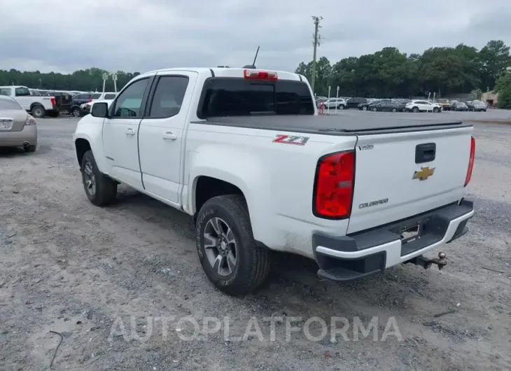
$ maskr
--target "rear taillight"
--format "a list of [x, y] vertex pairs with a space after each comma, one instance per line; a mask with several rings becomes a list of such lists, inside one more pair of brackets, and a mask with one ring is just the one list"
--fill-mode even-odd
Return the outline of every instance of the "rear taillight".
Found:
[[316, 170], [313, 213], [318, 218], [344, 219], [351, 214], [355, 152], [327, 155]]
[[27, 120], [24, 122], [26, 125], [36, 125], [36, 119], [34, 118], [31, 115], [27, 115]]
[[278, 80], [276, 72], [268, 71], [253, 71], [246, 69], [243, 72], [245, 78], [252, 80]]
[[467, 169], [467, 176], [465, 178], [465, 186], [466, 187], [472, 178], [472, 169], [474, 168], [474, 158], [475, 158], [475, 138], [470, 138], [470, 157], [468, 158], [468, 168]]

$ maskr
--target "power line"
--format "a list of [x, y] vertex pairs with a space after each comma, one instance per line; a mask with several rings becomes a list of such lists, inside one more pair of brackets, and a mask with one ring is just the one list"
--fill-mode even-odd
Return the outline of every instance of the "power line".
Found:
[[323, 38], [319, 34], [319, 29], [321, 26], [319, 25], [319, 22], [323, 20], [323, 17], [321, 15], [312, 15], [312, 20], [314, 21], [314, 34], [312, 36], [312, 45], [314, 47], [314, 55], [312, 57], [312, 76], [311, 76], [311, 88], [312, 88], [312, 92], [314, 92], [314, 85], [316, 83], [316, 55], [318, 46], [321, 45], [321, 40]]

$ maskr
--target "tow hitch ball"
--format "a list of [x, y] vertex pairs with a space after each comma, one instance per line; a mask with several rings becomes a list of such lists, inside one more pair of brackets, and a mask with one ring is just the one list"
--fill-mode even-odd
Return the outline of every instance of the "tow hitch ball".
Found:
[[425, 270], [427, 270], [431, 267], [432, 264], [435, 264], [438, 266], [438, 269], [441, 270], [444, 266], [447, 264], [447, 255], [445, 253], [438, 253], [438, 258], [433, 258], [433, 259], [426, 259], [424, 256], [417, 256], [414, 258], [409, 262], [412, 262], [416, 265], [424, 267]]

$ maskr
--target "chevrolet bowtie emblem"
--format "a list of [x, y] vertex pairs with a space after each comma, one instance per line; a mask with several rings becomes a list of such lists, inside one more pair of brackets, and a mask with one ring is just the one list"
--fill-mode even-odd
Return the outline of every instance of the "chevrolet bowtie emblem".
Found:
[[431, 176], [433, 173], [435, 172], [435, 168], [433, 167], [421, 167], [421, 169], [419, 172], [415, 172], [414, 173], [414, 176], [412, 178], [412, 179], [419, 179], [419, 181], [425, 181], [430, 176]]

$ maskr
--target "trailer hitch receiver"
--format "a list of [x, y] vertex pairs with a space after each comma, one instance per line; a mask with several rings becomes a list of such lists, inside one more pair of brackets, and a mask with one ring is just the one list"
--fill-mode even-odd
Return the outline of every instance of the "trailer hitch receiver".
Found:
[[442, 270], [447, 264], [447, 255], [445, 253], [438, 253], [438, 258], [433, 258], [433, 259], [426, 259], [421, 255], [414, 258], [407, 262], [412, 262], [416, 265], [420, 265], [421, 267], [424, 267], [425, 270], [427, 270], [432, 265], [435, 264], [438, 267], [439, 270]]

++++++++++

--- Work instructions ---
Quote the entries in full. Any image among them is to be omitted from the copy.

--- Written reply ---
$ maskr
--target "rear taillight"
--format "a list of [x, y] vertex pairs with a space after each comma, one instance per line; a mask with several rings becomes a list of such lists, inside one more pair of brackets, and a mask with one ring is just the one list"
--fill-mode even-odd
Return the outline of every instance of the "rear taillight".
Found:
[[316, 170], [313, 213], [318, 218], [344, 219], [351, 214], [355, 152], [327, 155]]
[[27, 120], [24, 122], [26, 125], [36, 125], [36, 119], [34, 118], [31, 115], [27, 115]]
[[278, 80], [276, 72], [268, 71], [253, 71], [246, 69], [243, 72], [245, 78], [252, 80]]
[[467, 169], [467, 176], [465, 178], [465, 186], [466, 187], [472, 178], [472, 169], [474, 168], [474, 158], [475, 158], [475, 138], [470, 138], [470, 157], [468, 158], [468, 168]]

$ maskr
--target "power line"
--format "a list of [x, y] vertex pairs with a space after each comma, one instance per line; a mask with several rings becomes a list of such lists, inside one more pair of brackets, and a mask with one ring is just the one list"
--fill-mode even-odd
Return the outline of every instance of the "power line".
Found:
[[323, 38], [319, 34], [319, 29], [321, 26], [319, 25], [319, 22], [323, 20], [323, 17], [321, 15], [312, 15], [312, 20], [314, 21], [314, 34], [312, 36], [312, 45], [314, 47], [314, 55], [312, 57], [312, 76], [311, 76], [311, 88], [312, 88], [312, 92], [314, 92], [314, 85], [316, 83], [316, 55], [318, 46], [321, 45], [321, 40]]

$ maskr
--target "tow hitch ball"
--format "a list of [x, y] vertex pairs with a space after each comma, one instance per line; a mask with several rings becomes a list of such lists, inside one more pair of brackets, and a mask with one ring is just the one list"
--fill-mode even-odd
Return the outline of every instance of the "tow hitch ball".
Found:
[[425, 270], [427, 270], [431, 267], [432, 264], [435, 264], [438, 266], [438, 269], [441, 270], [444, 266], [447, 264], [447, 255], [445, 253], [438, 253], [438, 258], [433, 258], [433, 259], [426, 259], [424, 256], [417, 256], [414, 258], [409, 262], [412, 262], [416, 265], [424, 267]]

$ maskr
--target "chevrolet bowtie emblem"
--format "a list of [x, y] vertex pairs with a space after each comma, one instance per line; a mask with several rings becomes a list of such lists, inside one more pair of brackets, and a mask with one ring is just the one list"
--fill-mode even-odd
Return the outline of every instance of the "chevrolet bowtie emblem".
Found:
[[431, 176], [433, 173], [435, 172], [435, 168], [433, 167], [421, 167], [421, 169], [419, 172], [415, 172], [414, 173], [414, 176], [412, 178], [412, 179], [419, 179], [419, 181], [425, 181], [430, 176]]

$ maskr
--target "trailer hitch receiver"
--format "a list of [x, y] vertex pairs with a space after each comma, one instance per line; a mask with several rings becomes a list of such lists, inside one more pair of brackets, and a mask with one ring is just the one list"
--fill-mode even-odd
Return the outline of every instance of the "trailer hitch receiver".
Found:
[[442, 270], [447, 264], [447, 255], [445, 253], [438, 253], [438, 258], [433, 258], [433, 259], [426, 259], [421, 255], [414, 258], [407, 262], [412, 262], [416, 265], [420, 265], [421, 267], [424, 267], [425, 270], [427, 270], [432, 265], [435, 264], [438, 267], [439, 270]]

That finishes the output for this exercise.